TUGAS ANDA:
Lanjutkan tulisan tentang istilah petrus jakendor mulai setelah kalimat terakhirnya.

KUTIPAN DOKUMEN:
== == ==

Kerabat Nara yang aktif berselancar di Twitter pasti tidak asing dengan istilah petrus jakendor (pepet terus jangan kasih kendor) atau versi lengkapnya petrus sihombing samyang jakendor jumanji (pepet terus sampai hati terombang-ambing sampai sayang jangan kasih kendor juancok mantap jiwa) atau versi yang sangat lengkapnya memanggil petrus sihombing hutabarat samyang jakendor memantul terbang jumanji (memang mantap gila pepet terus sampai hati terombang-ambing hubungan bertambah berat sampai sayang memang mantap betul teruskan bambang jangan kasih kendor juancok mantap jiwa). Istilah itu kerap menghiasi beranda Twitter, terutama jika terdapat benih-benih cinta yang sedang berjuang. Biasanya, warganet akan menyemangati usaha tersebut dengan menuliskan istilah petrus jakendor.

Istilah petrus jakendor dan versi lengkapnya dikenal sebagai proses abreviasi atau pemendekan dalam bahasa Indonesia. Pada dasarnya, penutur bahasa Indonesia memang memiliki ribuan bentuk kependekan dalam perbendaharaan katanya. Harimurti Kridalaksana dalam Pembentukan Kata dalam Bahasa Indonesia (2010: 159) mengatakan bahwa bentuk kependekan itu sering berasosiasi dengan kata atau frasa lain karena pemakai bahasa ingin membentuk kependekan yang mirip sekurang-kurangnya dalam bentuk bunyi dengan bentuk lain.

== == ==

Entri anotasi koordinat
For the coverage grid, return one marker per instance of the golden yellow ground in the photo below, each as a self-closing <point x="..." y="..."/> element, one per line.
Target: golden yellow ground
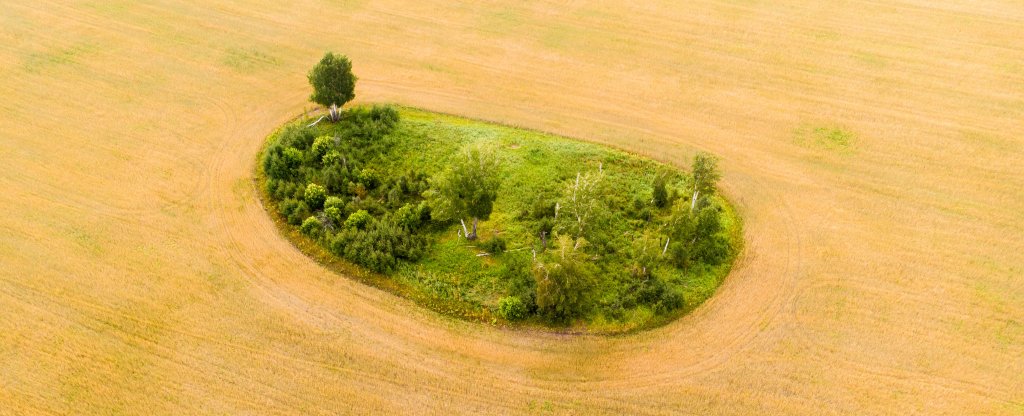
<point x="138" y="275"/>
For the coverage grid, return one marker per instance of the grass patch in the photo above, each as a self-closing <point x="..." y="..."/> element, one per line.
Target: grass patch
<point x="832" y="137"/>
<point x="388" y="173"/>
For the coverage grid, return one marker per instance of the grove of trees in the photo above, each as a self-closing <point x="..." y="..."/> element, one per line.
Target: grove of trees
<point x="601" y="241"/>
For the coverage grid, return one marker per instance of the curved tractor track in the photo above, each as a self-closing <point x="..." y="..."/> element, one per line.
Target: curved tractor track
<point x="873" y="150"/>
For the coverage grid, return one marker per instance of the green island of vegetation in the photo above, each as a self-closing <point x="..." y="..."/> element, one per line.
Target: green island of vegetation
<point x="495" y="223"/>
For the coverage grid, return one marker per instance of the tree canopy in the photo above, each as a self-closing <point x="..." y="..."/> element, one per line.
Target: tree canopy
<point x="705" y="176"/>
<point x="333" y="81"/>
<point x="467" y="190"/>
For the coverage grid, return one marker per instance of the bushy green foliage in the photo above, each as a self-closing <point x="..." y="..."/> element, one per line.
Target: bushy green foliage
<point x="565" y="281"/>
<point x="468" y="189"/>
<point x="380" y="245"/>
<point x="333" y="81"/>
<point x="321" y="147"/>
<point x="512" y="308"/>
<point x="334" y="202"/>
<point x="314" y="196"/>
<point x="660" y="193"/>
<point x="375" y="184"/>
<point x="358" y="219"/>
<point x="496" y="245"/>
<point x="311" y="226"/>
<point x="333" y="215"/>
<point x="332" y="158"/>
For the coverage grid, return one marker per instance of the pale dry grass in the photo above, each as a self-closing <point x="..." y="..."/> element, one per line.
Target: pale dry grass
<point x="138" y="275"/>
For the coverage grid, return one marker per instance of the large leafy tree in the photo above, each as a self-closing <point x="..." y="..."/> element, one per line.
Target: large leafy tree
<point x="565" y="280"/>
<point x="333" y="82"/>
<point x="705" y="178"/>
<point x="467" y="190"/>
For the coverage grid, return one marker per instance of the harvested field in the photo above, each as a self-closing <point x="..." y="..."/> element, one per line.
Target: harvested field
<point x="873" y="149"/>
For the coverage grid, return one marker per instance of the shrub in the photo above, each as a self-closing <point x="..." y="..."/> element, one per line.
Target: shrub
<point x="369" y="178"/>
<point x="314" y="196"/>
<point x="408" y="217"/>
<point x="281" y="163"/>
<point x="300" y="212"/>
<point x="379" y="246"/>
<point x="311" y="226"/>
<point x="512" y="308"/>
<point x="358" y="219"/>
<point x="332" y="158"/>
<point x="672" y="299"/>
<point x="565" y="281"/>
<point x="333" y="214"/>
<point x="660" y="193"/>
<point x="321" y="147"/>
<point x="543" y="209"/>
<point x="334" y="202"/>
<point x="496" y="245"/>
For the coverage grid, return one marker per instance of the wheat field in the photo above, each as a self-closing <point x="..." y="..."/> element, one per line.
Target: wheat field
<point x="875" y="149"/>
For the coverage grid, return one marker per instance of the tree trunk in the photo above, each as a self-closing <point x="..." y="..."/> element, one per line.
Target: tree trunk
<point x="335" y="114"/>
<point x="464" y="231"/>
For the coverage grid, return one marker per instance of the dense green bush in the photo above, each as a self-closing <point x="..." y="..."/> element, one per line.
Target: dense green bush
<point x="311" y="226"/>
<point x="358" y="219"/>
<point x="589" y="229"/>
<point x="660" y="193"/>
<point x="314" y="196"/>
<point x="565" y="281"/>
<point x="379" y="246"/>
<point x="512" y="308"/>
<point x="497" y="245"/>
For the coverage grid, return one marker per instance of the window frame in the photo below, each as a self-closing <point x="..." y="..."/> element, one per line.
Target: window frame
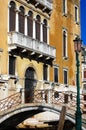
<point x="56" y="74"/>
<point x="12" y="65"/>
<point x="76" y="14"/>
<point x="65" y="77"/>
<point x="64" y="7"/>
<point x="45" y="72"/>
<point x="12" y="16"/>
<point x="64" y="44"/>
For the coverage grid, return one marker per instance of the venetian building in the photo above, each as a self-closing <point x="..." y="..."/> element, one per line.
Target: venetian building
<point x="26" y="54"/>
<point x="65" y="26"/>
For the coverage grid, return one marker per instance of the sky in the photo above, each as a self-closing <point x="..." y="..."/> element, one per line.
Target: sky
<point x="83" y="20"/>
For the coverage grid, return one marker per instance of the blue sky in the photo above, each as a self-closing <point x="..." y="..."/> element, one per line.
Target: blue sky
<point x="83" y="20"/>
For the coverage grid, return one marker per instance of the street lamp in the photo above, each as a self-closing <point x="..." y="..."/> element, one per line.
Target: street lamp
<point x="77" y="47"/>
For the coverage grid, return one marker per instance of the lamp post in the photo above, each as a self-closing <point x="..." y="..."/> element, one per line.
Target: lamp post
<point x="77" y="47"/>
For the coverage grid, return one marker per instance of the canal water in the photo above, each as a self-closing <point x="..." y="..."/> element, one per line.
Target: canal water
<point x="67" y="126"/>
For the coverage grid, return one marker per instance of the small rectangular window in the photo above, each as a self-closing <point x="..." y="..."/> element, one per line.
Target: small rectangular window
<point x="12" y="65"/>
<point x="65" y="77"/>
<point x="84" y="73"/>
<point x="55" y="74"/>
<point x="64" y="43"/>
<point x="45" y="71"/>
<point x="76" y="14"/>
<point x="65" y="7"/>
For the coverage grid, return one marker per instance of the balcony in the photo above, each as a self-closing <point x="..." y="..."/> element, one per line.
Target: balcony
<point x="44" y="5"/>
<point x="33" y="49"/>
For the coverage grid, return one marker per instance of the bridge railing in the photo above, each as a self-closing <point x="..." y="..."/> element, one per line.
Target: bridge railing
<point x="59" y="98"/>
<point x="48" y="96"/>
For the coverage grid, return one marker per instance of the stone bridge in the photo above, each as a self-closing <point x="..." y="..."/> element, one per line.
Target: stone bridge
<point x="14" y="107"/>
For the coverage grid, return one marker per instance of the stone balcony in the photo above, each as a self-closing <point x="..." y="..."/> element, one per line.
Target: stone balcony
<point x="25" y="46"/>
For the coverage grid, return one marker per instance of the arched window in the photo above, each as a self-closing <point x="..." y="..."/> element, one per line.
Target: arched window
<point x="12" y="16"/>
<point x="21" y="19"/>
<point x="64" y="43"/>
<point x="38" y="19"/>
<point x="45" y="31"/>
<point x="30" y="24"/>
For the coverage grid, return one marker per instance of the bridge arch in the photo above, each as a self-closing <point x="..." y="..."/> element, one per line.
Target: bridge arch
<point x="27" y="110"/>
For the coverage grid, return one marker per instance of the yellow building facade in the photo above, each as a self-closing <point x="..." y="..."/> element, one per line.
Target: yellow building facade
<point x="26" y="53"/>
<point x="65" y="26"/>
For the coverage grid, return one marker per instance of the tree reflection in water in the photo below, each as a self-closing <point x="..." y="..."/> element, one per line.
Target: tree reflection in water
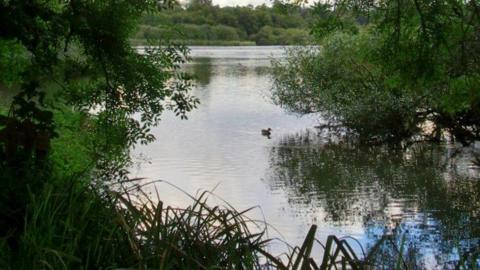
<point x="417" y="193"/>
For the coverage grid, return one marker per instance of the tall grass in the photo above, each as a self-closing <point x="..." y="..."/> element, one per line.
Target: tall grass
<point x="75" y="227"/>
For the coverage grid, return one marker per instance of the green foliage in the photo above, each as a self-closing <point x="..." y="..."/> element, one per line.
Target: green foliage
<point x="285" y="25"/>
<point x="382" y="70"/>
<point x="73" y="227"/>
<point x="83" y="48"/>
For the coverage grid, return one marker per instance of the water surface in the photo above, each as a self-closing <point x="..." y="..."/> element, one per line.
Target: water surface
<point x="301" y="176"/>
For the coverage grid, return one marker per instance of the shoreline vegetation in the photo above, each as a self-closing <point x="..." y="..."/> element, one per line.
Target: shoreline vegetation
<point x="202" y="23"/>
<point x="66" y="201"/>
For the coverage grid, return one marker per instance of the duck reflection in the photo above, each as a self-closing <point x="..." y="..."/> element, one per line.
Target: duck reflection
<point x="387" y="191"/>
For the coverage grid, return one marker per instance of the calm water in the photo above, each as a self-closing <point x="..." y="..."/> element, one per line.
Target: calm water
<point x="301" y="176"/>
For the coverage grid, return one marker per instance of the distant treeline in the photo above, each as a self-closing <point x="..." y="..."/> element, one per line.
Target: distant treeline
<point x="205" y="24"/>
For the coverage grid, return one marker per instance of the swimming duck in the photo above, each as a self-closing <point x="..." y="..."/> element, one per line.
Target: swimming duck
<point x="267" y="132"/>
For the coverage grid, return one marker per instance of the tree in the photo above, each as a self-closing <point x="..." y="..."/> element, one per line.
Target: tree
<point x="385" y="68"/>
<point x="82" y="48"/>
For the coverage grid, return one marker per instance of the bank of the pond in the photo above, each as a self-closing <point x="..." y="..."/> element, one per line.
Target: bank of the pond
<point x="144" y="42"/>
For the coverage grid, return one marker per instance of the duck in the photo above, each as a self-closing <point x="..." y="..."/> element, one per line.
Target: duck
<point x="267" y="132"/>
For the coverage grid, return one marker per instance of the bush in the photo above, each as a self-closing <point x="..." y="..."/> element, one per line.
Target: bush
<point x="341" y="81"/>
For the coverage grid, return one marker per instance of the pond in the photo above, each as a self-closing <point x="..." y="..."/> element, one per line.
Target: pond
<point x="428" y="195"/>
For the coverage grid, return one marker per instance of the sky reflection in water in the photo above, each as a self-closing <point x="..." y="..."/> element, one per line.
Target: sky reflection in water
<point x="299" y="176"/>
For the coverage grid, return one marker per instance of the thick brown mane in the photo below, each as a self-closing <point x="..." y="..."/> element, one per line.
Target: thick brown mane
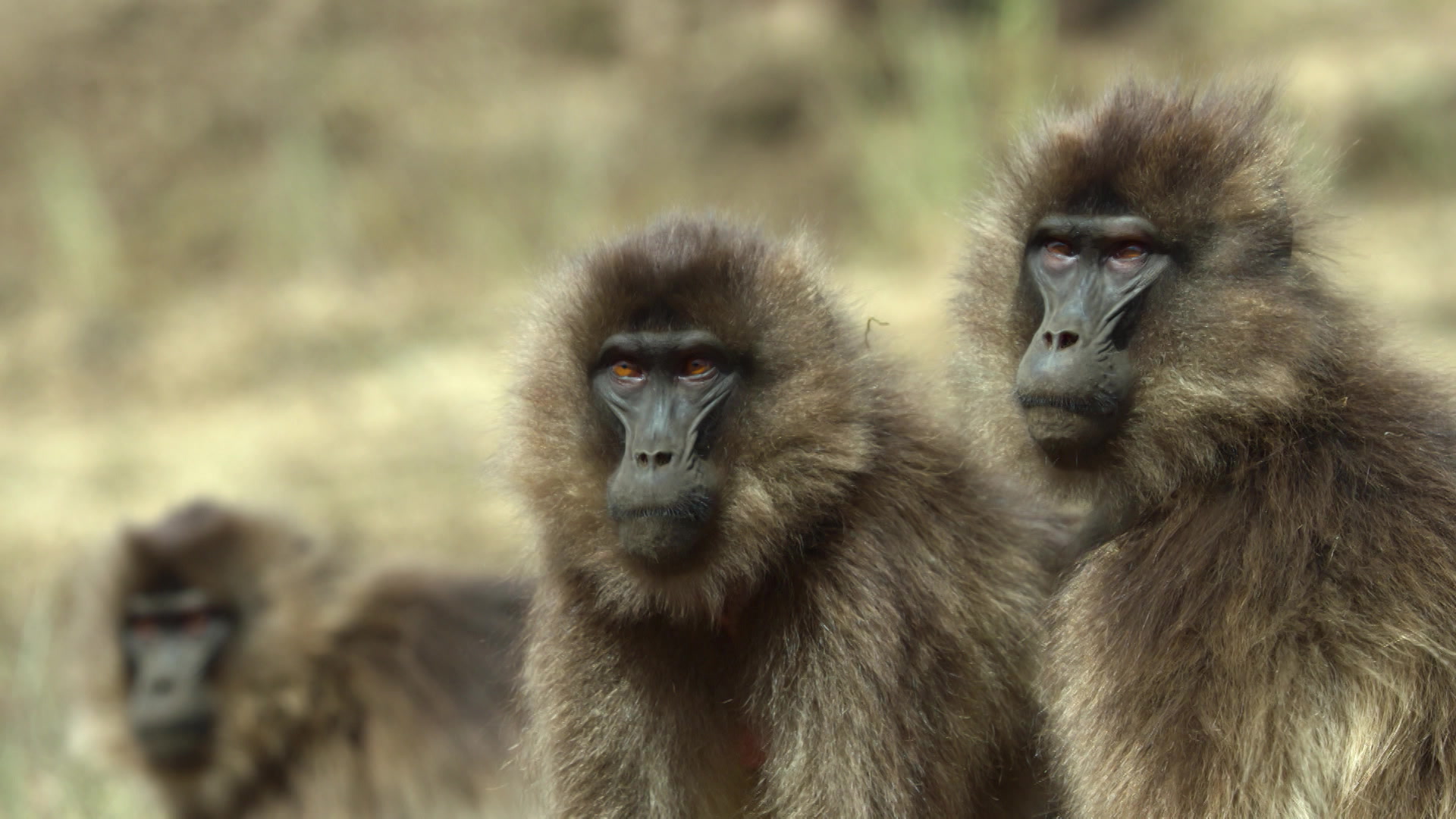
<point x="1256" y="337"/>
<point x="1266" y="630"/>
<point x="856" y="639"/>
<point x="805" y="363"/>
<point x="344" y="692"/>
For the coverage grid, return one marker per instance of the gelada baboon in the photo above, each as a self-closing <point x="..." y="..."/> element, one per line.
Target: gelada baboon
<point x="248" y="673"/>
<point x="770" y="588"/>
<point x="1266" y="629"/>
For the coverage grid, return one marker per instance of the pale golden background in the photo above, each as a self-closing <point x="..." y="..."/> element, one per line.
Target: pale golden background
<point x="274" y="249"/>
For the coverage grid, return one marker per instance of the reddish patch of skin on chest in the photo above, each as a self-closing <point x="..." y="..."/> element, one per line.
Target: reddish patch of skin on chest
<point x="748" y="745"/>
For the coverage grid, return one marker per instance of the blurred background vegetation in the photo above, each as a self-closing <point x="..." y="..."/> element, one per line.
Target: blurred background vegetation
<point x="274" y="249"/>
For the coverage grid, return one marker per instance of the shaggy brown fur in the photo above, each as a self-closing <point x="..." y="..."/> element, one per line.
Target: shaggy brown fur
<point x="344" y="694"/>
<point x="858" y="639"/>
<point x="1269" y="630"/>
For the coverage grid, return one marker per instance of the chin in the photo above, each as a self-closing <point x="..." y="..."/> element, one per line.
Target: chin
<point x="1069" y="439"/>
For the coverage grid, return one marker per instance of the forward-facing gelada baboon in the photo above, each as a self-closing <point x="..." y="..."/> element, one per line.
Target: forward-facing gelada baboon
<point x="248" y="673"/>
<point x="770" y="586"/>
<point x="1267" y="629"/>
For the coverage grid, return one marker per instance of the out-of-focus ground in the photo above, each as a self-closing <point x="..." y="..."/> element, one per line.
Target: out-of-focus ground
<point x="275" y="249"/>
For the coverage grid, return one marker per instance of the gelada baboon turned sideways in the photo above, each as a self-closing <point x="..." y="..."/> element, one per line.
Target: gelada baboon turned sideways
<point x="1267" y="629"/>
<point x="246" y="672"/>
<point x="770" y="588"/>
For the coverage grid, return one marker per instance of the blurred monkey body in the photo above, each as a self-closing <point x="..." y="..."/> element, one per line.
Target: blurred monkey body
<point x="1263" y="626"/>
<point x="248" y="673"/>
<point x="770" y="588"/>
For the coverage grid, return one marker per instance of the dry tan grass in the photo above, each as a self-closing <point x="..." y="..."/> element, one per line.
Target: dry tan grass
<point x="275" y="251"/>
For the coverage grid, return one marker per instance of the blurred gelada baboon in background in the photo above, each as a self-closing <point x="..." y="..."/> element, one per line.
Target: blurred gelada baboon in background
<point x="245" y="670"/>
<point x="772" y="586"/>
<point x="1264" y="623"/>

== == ==

JAWABAN BENAR:
Proses abreviasi di media sosial kerap terjadi secara alamiah dan dibuat berdasarkan kreativitas warganet. Jenis abreviasi yang paling dominan ditemukan di media sosial, terutama di Twitter, adalah akronim—atau Kridalaksana (2020: 162—163) menyebutnya sebagai kontraksi. Berdasarkan Kamus Besar Bahasa Indonesia Edisi V, akronim adalah singkatan yang berupa gabungan huruf atau suku kata atau bagian lain yang ditulis dan dilafalkan sebagai kata yang wajar.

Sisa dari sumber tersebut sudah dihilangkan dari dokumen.